◆ Request
Rewrite the listing with every "bounding box" changed to "rectangle" and everything else left as it is. Omit the pictures from your version.

+ + +

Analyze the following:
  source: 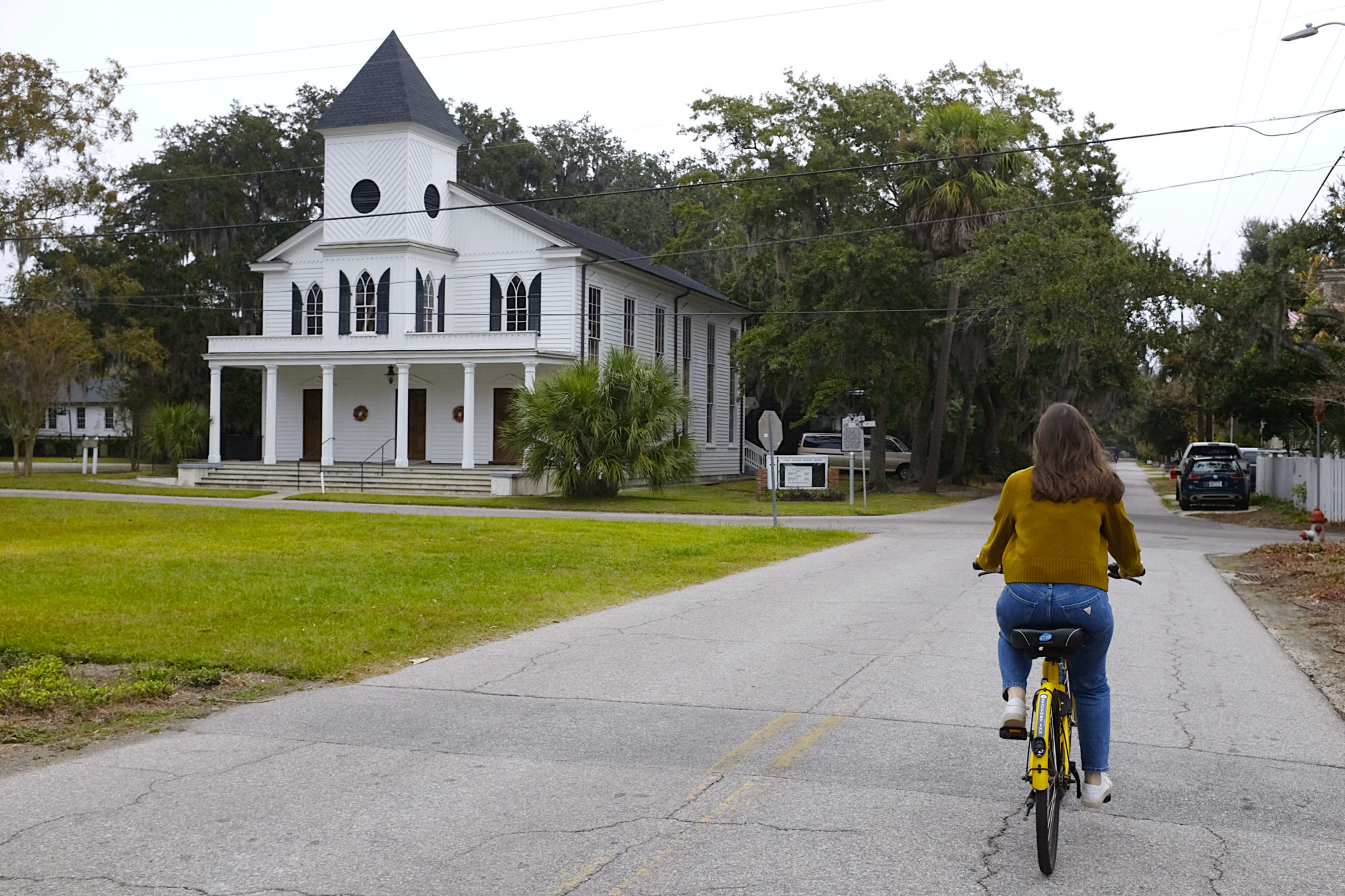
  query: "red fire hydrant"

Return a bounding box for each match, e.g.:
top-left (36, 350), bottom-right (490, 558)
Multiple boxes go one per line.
top-left (1298, 507), bottom-right (1326, 541)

+ + +

◆ Final answer
Analyze the following:
  source: 
  query: "red fire hydrant"

Return a rectangle for each match, e.g.:
top-left (36, 350), bottom-right (490, 558)
Multiple boxes go one per line.
top-left (1298, 507), bottom-right (1326, 541)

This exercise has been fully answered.